▶ Your task
Retype each entry. Leave every word as it is.

**** Working data ****

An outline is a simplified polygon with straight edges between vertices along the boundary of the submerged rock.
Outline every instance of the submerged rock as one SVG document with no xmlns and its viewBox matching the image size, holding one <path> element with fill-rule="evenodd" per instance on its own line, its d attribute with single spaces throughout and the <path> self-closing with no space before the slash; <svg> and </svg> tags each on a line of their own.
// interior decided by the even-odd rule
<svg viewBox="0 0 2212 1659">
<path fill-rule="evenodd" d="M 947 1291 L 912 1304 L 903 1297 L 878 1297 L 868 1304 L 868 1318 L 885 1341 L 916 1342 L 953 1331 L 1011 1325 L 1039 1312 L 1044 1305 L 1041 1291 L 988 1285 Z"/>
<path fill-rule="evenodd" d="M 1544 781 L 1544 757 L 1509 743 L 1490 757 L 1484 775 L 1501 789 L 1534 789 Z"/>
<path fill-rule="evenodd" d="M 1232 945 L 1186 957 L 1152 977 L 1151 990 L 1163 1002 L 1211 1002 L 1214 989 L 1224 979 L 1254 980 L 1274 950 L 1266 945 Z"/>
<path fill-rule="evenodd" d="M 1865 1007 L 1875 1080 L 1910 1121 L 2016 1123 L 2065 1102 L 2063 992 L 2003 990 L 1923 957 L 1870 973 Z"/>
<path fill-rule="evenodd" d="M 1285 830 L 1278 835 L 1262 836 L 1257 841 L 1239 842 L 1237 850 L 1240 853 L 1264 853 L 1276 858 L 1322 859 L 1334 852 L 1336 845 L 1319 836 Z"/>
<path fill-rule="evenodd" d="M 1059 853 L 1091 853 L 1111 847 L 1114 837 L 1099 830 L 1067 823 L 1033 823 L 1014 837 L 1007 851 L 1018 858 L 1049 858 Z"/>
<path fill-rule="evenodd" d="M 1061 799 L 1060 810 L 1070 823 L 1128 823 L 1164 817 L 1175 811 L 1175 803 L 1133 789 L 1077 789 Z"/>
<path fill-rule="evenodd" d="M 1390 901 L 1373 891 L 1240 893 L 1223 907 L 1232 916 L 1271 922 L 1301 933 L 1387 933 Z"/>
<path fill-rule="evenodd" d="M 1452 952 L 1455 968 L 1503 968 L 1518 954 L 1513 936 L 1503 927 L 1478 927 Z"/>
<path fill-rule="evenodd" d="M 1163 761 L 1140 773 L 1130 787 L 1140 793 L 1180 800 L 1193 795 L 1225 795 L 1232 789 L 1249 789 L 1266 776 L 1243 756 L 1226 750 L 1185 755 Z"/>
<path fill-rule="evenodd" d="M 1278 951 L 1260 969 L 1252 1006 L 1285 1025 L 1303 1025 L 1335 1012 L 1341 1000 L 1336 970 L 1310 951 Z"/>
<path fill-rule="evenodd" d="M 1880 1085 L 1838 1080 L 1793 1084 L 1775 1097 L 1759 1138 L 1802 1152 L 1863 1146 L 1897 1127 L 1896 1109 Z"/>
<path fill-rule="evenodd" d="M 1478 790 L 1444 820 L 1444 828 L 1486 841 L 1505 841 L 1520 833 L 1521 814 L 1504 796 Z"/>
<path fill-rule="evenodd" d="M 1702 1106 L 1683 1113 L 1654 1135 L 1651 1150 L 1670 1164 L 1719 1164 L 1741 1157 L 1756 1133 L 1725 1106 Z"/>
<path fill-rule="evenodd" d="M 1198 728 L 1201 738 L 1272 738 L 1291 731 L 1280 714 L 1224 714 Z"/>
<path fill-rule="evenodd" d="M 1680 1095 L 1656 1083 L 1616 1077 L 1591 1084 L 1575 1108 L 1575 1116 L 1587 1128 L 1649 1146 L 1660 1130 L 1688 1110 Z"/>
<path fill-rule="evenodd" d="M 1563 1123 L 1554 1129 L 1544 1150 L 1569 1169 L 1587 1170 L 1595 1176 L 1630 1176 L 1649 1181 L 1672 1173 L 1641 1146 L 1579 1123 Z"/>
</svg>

****

▶ Expected answer
An outline is a simplified polygon with straight edges between vertices along the boundary of the submerged rock.
Outline every instance of the submerged rock as one SVG document with no xmlns and its viewBox matching the image size, holding one <path> element with fill-rule="evenodd" per instance on its own line, its d attribute with single spaces throughout and the <path> self-closing with no space before the slash; <svg> and </svg> tags each on a line of their own.
// interior decided by the even-odd rule
<svg viewBox="0 0 2212 1659">
<path fill-rule="evenodd" d="M 947 1291 L 912 1304 L 903 1297 L 878 1297 L 868 1304 L 868 1318 L 885 1341 L 916 1342 L 953 1331 L 1011 1325 L 1039 1312 L 1044 1305 L 1041 1291 L 988 1285 Z"/>
<path fill-rule="evenodd" d="M 1544 781 L 1544 757 L 1509 743 L 1490 757 L 1484 775 L 1501 789 L 1534 789 Z"/>
<path fill-rule="evenodd" d="M 1232 945 L 1186 957 L 1152 977 L 1151 990 L 1163 1002 L 1211 1002 L 1214 989 L 1224 979 L 1254 980 L 1274 950 L 1266 945 Z"/>
<path fill-rule="evenodd" d="M 1865 1007 L 1875 1080 L 1910 1121 L 2016 1123 L 2065 1102 L 2063 992 L 2003 990 L 1923 957 L 1870 973 Z"/>
<path fill-rule="evenodd" d="M 1285 830 L 1278 835 L 1262 836 L 1257 841 L 1239 842 L 1237 850 L 1240 853 L 1264 853 L 1276 858 L 1322 859 L 1334 852 L 1336 845 L 1319 836 Z"/>
<path fill-rule="evenodd" d="M 1059 853 L 1091 853 L 1111 847 L 1114 837 L 1099 830 L 1067 823 L 1033 823 L 1014 837 L 1007 851 L 1018 858 L 1049 858 Z"/>
<path fill-rule="evenodd" d="M 1061 799 L 1060 810 L 1070 823 L 1128 823 L 1164 817 L 1175 811 L 1175 803 L 1133 789 L 1077 789 Z"/>
<path fill-rule="evenodd" d="M 1390 901 L 1373 891 L 1240 893 L 1223 907 L 1232 916 L 1271 922 L 1301 933 L 1387 933 Z"/>
<path fill-rule="evenodd" d="M 1452 952 L 1455 968 L 1503 968 L 1518 954 L 1513 936 L 1503 927 L 1478 927 Z"/>
<path fill-rule="evenodd" d="M 1163 761 L 1140 773 L 1130 787 L 1140 793 L 1180 800 L 1193 795 L 1225 795 L 1232 789 L 1249 789 L 1266 776 L 1243 756 L 1226 750 L 1185 755 Z"/>
<path fill-rule="evenodd" d="M 1278 951 L 1260 969 L 1252 1006 L 1285 1025 L 1303 1025 L 1335 1012 L 1341 1000 L 1336 970 L 1310 951 Z"/>
<path fill-rule="evenodd" d="M 1880 1085 L 1838 1080 L 1793 1084 L 1775 1097 L 1759 1138 L 1802 1152 L 1863 1146 L 1897 1127 L 1896 1109 Z"/>
<path fill-rule="evenodd" d="M 1478 790 L 1444 820 L 1444 828 L 1486 841 L 1505 841 L 1520 833 L 1521 814 L 1504 796 Z"/>
<path fill-rule="evenodd" d="M 1702 1106 L 1683 1113 L 1654 1135 L 1651 1150 L 1670 1164 L 1719 1164 L 1741 1157 L 1756 1133 L 1725 1106 Z"/>
<path fill-rule="evenodd" d="M 1198 728 L 1201 738 L 1272 738 L 1291 731 L 1280 714 L 1224 714 Z"/>
<path fill-rule="evenodd" d="M 1680 1095 L 1656 1083 L 1616 1077 L 1591 1084 L 1575 1108 L 1575 1116 L 1587 1128 L 1649 1146 L 1660 1130 L 1688 1110 Z"/>
<path fill-rule="evenodd" d="M 1563 1123 L 1554 1129 L 1544 1150 L 1569 1169 L 1587 1170 L 1595 1176 L 1630 1176 L 1649 1181 L 1672 1173 L 1641 1146 L 1579 1123 Z"/>
</svg>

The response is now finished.